### [Esercizio scritto 1]
Nel brano sulla mostra dedicata agli animali, chi ha curato l'esposizione?
### [Esercizio scritto 2]
Elenca tutti gli artisti citati per nome nel brano sulla mostra dedicata agli animali.
### [Esercizio scritto 3]
Prosegui il brano sulla mostra dedicata agli animali a partire dalla sua ultima frase.

### [Brano di lettura]
☆ ☆ ☆
Curata dalla direttrice artistica del museo, Katerina Gregos, e articolata su quattro piani, la mostra include le opere di 60 artisti, tra i quali Xavi Bou, Art Orienté Objet, Sammy Baloji, Elisabetta Benassi, David Claerbout, Mark Dion e Janis Rafa, ed è ispirata all’omonimo saggio dello scrittore e critico d’arte John Berger del 1980, che riflette su come gli animali siano stati emarginati dalle società umane e sull’imperativo morale di ripensare il nostro rapporto con loro.
E se venisse il dubbio che la scelta di concentrarsi sui diritti degli animali in un momento in cui i diritti umani sono spesso completamente ignorati possa sembrare un modo per evitare le questioni più scottanti del momento, Katerina Gregos dichiara: «Questo stesso pensiero incorpora esattamente il problema della nostra specie: crediamo di essere più importanti di qualsiasi altra cosa sul pianeta. Questo sentimento di superiorità fuorviante ci rende l’unica specie “intelligente” che distrugge lo stesso habitat da cui dipendiamo, oltre a causare danni alle altre forme di vita animale e vegetale non umana con cui lo “condividiamo”. Il fatto che non abbiamo risolto la questione dei diritti umani significa che dobbiamo ignorare l’ambiente? Gli animali? Le piante? Tutte queste cose sono interconnesse e meritano la stessa attenzione».
Mentre la mostra collettiva «Why Look at Animals? A Case for the Rights of Non-Human Lives» funge da fulcro del programma, durante l’anno si alterneranno nell’Emst mostre personali, progetti, installazioni pubbliche, proiezioni ed eventi per promuovere un dialogo sul tema.
La mostra intende mettere in discussione lo specismo (convinzione secondo cui gli esseri umani sono superiori per status e valore agli altri animali, e pertanto devono godere di maggiori diritti, Ndr) per «incoraggiarci a ripensare il nostro approccio gerarchico alla natura, che vediamo come qualcosa da sfruttare, controllare e domare, piuttosto che da rispettare, nutrire e curare», aggiunge Gregos.
☆ ☆ ☆
### [Contenuto dell'elenco]
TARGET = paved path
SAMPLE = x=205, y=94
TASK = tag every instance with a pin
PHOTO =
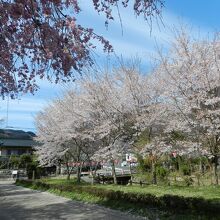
☆ ☆ ☆
### [Risposta attesa 1]
Katerina Gregos, direttrice artistica del museo.

### [Risposta attesa 2]
Xavi Bou, Art Orienté Objet, Sammy Baloji, Elisabetta Benassi, David Claerbout, Mark Dion, Janis Rafa

### [Risposta attesa 3]
Emma Talbot, «Human/Nature», 2025 (particolare). Courtesy of the artist
Per raggiungere questo obiettivo, i 60 artisti hanno lavorato con approcci diversi, chi in modo poetico, chi con una spinta più politica. Per meglio comprendere lo spirito della mostra, la curatrice suggerisce di partire dalle installazioni di Kasper Bosman ed Emma Talbot. «Human/Nature» dell’inglese Talbot è una monumentale installazione tessile in seta dipinta, accompagnata da un film d’animazione in cui una versione dell’artista stessa cerca di dare un senso al mondo, entrando nella mente animale e cercando di capire il mondo visto da prospettive non umane. «The Funny Gaze» di Bosmans è un’opera murale di 30 metri che indaga la storia e lo sviluppo dello sguardo animale-umano sotto forma di processione. L’artista belga mette in evidenza lo sguardo degli animali in una varietà di contesti progettati per loro dall’uomo: lo zoo, il circo e la fattoria, evidenziando non solo il fatto che ci siamo allontanati dagli animali stessi, ma che li «riconosciamo» solo negli habitat artificiali che abbiamo creato per loro al fine di sfruttarli come prodotto, intrattenimento o spettacolo.
In un ambiente appositamente ideato all’interno della mostra il progetto «Stanza sonica» di Joanna Zielinska, curatrice capo del M HKA di Anversa, immerge i visitatori nei linguaggi e nei suoni degli animali (il canto degli uccelli, i richiami delle balene, i versi dei primati e persino il ronzio delle risate dei ratti, insieme alle danze delle api e alle frequenze impercettibili) attraverso il lavoro di artisti del suono e scienziati.
Infine, tra le mostre personali previste lungo l’anno, figurano «Sammy Baloji. Echoes of History, Shadows of Progress» (fino al 2 novembre), sugli effetti dello sfruttamento e dell’estrazione delle risorse minerarie che il Paese d’origine dell’artista, la Repubblica Democratica del Congo, ha subìto durante il dominio coloniale belga che ne ha distrutto le infrastrutture, la cultura e la natura.
In «We betrayed the horses» attraverso un’installazione e nuove opere cinematografiche Janis Rafa esplora, fino al 5 ottobre, i temi del tradimento, del controllo e dell’intimità tra esseri umani e cavalli, riflettendo sullo sfruttamento e sulle relazioni non consensuali.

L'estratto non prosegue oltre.